Direction: Write out every one of the entries below word for word, but leave out the pictures.

*****

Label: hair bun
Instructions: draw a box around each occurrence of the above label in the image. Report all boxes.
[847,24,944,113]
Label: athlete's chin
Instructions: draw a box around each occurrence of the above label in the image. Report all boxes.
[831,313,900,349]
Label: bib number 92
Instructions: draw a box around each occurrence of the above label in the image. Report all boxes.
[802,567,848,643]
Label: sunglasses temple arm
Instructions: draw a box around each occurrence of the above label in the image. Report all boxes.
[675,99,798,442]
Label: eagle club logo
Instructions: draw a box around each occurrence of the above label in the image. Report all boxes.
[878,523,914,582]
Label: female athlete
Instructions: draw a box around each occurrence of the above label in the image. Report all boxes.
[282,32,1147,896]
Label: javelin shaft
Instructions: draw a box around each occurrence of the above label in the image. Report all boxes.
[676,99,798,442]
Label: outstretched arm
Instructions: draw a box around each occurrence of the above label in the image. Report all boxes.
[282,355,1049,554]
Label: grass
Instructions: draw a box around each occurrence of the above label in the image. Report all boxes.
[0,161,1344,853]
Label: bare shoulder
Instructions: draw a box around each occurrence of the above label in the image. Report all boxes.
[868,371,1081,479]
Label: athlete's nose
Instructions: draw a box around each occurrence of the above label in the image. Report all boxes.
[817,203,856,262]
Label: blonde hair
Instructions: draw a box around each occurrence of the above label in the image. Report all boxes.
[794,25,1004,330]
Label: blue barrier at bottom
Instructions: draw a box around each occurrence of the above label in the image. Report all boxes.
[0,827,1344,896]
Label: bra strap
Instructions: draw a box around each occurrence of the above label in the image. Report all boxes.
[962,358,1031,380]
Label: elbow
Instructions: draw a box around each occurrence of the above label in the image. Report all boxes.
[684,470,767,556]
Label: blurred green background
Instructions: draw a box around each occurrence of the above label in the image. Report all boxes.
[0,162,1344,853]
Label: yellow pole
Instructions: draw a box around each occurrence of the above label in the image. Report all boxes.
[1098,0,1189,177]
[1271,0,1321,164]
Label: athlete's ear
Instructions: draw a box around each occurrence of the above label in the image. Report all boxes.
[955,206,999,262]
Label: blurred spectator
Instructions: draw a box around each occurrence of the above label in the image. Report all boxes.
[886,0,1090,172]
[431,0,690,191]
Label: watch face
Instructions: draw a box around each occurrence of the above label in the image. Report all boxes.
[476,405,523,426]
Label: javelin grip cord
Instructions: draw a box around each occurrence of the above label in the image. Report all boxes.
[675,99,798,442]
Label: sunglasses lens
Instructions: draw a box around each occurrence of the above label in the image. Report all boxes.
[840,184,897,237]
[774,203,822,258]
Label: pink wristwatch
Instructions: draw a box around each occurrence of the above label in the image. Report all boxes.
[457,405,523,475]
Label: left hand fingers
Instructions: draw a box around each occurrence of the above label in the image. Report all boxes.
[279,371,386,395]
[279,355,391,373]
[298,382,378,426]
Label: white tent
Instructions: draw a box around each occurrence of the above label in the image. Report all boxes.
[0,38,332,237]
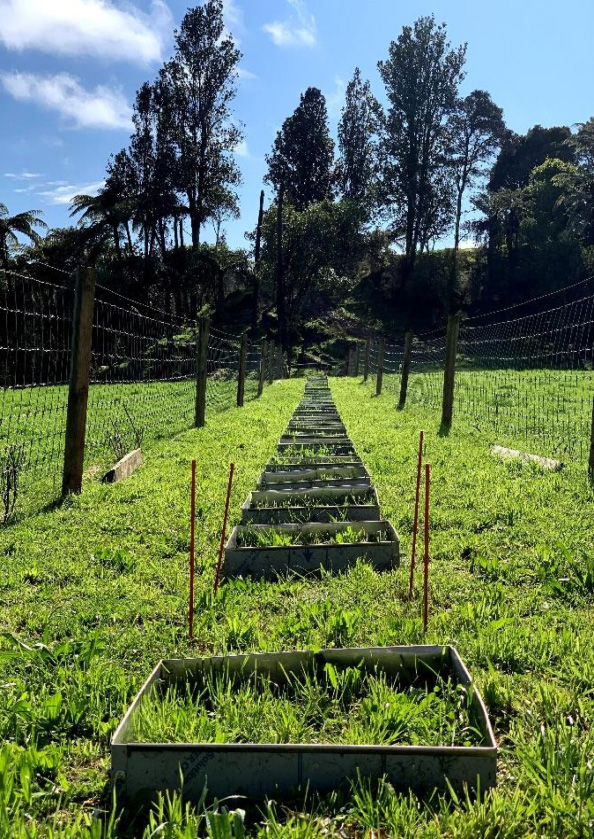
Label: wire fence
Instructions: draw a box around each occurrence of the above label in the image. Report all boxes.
[0,269,282,522]
[350,280,594,460]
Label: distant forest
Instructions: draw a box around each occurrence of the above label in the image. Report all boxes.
[0,0,594,348]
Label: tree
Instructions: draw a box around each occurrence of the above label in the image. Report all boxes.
[0,203,47,268]
[378,15,466,284]
[473,125,574,293]
[448,90,505,309]
[336,67,382,206]
[488,125,573,192]
[554,117,594,246]
[261,199,365,346]
[70,184,127,263]
[265,87,334,211]
[160,0,243,249]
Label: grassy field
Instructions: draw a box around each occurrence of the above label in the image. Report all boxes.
[0,375,245,516]
[376,364,594,462]
[0,379,594,839]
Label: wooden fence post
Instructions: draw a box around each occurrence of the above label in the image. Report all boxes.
[347,347,355,376]
[194,316,209,428]
[441,315,460,425]
[62,268,96,495]
[588,398,594,479]
[363,338,371,382]
[258,341,266,398]
[375,338,386,396]
[237,332,247,408]
[398,329,412,408]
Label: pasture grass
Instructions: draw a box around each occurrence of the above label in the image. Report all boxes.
[0,379,594,839]
[130,664,483,746]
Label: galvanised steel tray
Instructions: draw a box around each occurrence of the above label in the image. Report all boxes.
[223,521,400,580]
[111,646,497,805]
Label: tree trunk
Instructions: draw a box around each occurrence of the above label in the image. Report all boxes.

*****

Answer to the problem:
Label: hair bun
Instructions: draw a box around each occurrence of the above label in the image. Report all boxes.
[847,24,944,113]
Label: athlete's chin
Instructions: draw a box around each occurrence of the above label in the image. Report all boxes.
[831,313,900,349]
Label: bib number 92
Instructions: draw a box around each occurrence of the above label in the image. Report all boxes.
[802,567,848,643]
Label: sunglasses temple arm
Instructions: draw a box around each occurrence of the above label in the image. Report all boxes.
[675,99,798,442]
Label: eagle club logo
Instructions: draw a box around each occurrence of the above label in the image. Report all boxes.
[878,523,914,582]
Label: female athlete
Instructions: draw a box around each occurrence of the above label in the image. Report all boxes.
[282,32,1147,896]
Label: javelin shaft
Instructions: draw a box around each occurrence of the above label in the image. Report all boxes.
[676,99,798,442]
Label: outstretched arm
Instructions: draw a box around each occurrence of the above label in the image. Report all boxes.
[282,355,1049,554]
Label: grass
Instructions: draw a box around each occurrence of the above label in the image. Report all boxes.
[0,161,1344,853]
Label: bare shoulder
Instructions: draw a box around each occurrence of the above label in the image. Report all boxes.
[868,371,1081,479]
Label: athlete's nose
Instructions: draw a box around each occurrence of the above label in the image. Report all boxes.
[817,203,856,262]
Label: blonde hair
Instructions: draw a box around each occurrence of the above label in the image. Report all boxes.
[794,25,1004,330]
Label: blue barrier at bottom
Instructions: draw a box around each occurrence of the above label in the image. Report all boxes.
[0,827,1344,896]
Label: bra strap
Instructions: draw a box around each occurrence of the above label in the image. Report all boxes.
[962,358,1031,380]
Label: elbow
Instructions: draw a box around each occurrence of the above label in the image. Report all boxes.
[684,470,767,556]
Label: blurred green background
Instructions: draw a box around each occurrence of the above label in the image. Report all boxes.
[0,162,1344,853]
Label: yellow pole
Instructions: draw a box around each occurrence of the above label in the image. Report all boxes.
[1098,0,1189,177]
[1271,0,1321,164]
Label: athlete's ear
Instructions: draw a box around each occurrence of the above label in the image. Report all boxes.
[955,206,999,262]
Label: blurred spectator
Instructions: draw a box around each occurrence of the above label in the image. Report all boxes.
[886,0,1090,172]
[431,0,690,191]
Label: watch face
Instructions: draw a box around each occurrence of the above label in the image. Report all boxes.
[476,405,523,426]
Label: javelin grip cord
Instructions: draw a box around each occurrence of the above label in the image. Report all boxes.
[675,99,798,442]
Label: sunglasses lens
Instructions: draw a box around each occurrence of the above label in the image. Report all boxes.
[840,184,897,237]
[774,203,822,258]
Label: pink wristwatch
Instructions: draw a box around each occurrence of the above label in the image. Report all boxes.
[457,405,523,475]
Label: left hand fingers
Instructions: draw a box around each occurrence of the above label in the image. Report all boxes.
[279,371,386,395]
[279,355,391,373]
[298,382,378,426]
Label: white tent
Instructions: draw a box around each occurrence of the above label in the image. Report all boxes.
[0,38,332,237]
Label: wire fence
Instructions: draw a box around each occurrence of the above label in the image. Report all boxes.
[0,269,282,522]
[350,280,594,460]
Label: distant forest
Instructions: draw a box around each occurrence of the above label in the image. Report all boxes.
[0,0,594,348]
Label: tree
Instructions: draw a box around each occurrence of the above label in the image. Report all boxes.
[0,203,47,268]
[378,15,466,284]
[473,125,574,293]
[448,90,505,309]
[336,67,382,206]
[488,125,573,192]
[554,117,594,246]
[261,199,365,346]
[70,184,127,263]
[265,87,334,211]
[160,0,243,249]
Label: grassy field
Instructions: draw a box around each occurrence of the above label in the image. Report all boxes.
[0,375,245,516]
[376,364,594,462]
[0,379,594,839]
Label: wooden fence post
Instructions: draw a box around each occurrence of the above label in the image. Report all boxes.
[347,347,355,376]
[194,316,209,428]
[441,315,460,425]
[62,268,96,495]
[588,398,594,479]
[363,338,371,382]
[258,341,266,398]
[375,338,386,396]
[237,332,247,408]
[398,329,412,408]
Label: pasture grass
Instructions: draw a box around each occurrence of the above label in the image. Report all boxes.
[0,379,594,839]
[130,664,483,746]
Label: galvanised steel tray
Instructions: draw a box around each occurrence of the above label in the image. Report all boxes.
[223,521,400,580]
[111,646,497,805]
Label: tree trunk
Instructions: draw a box around each occurrence of the above label in the image. Report all boxes.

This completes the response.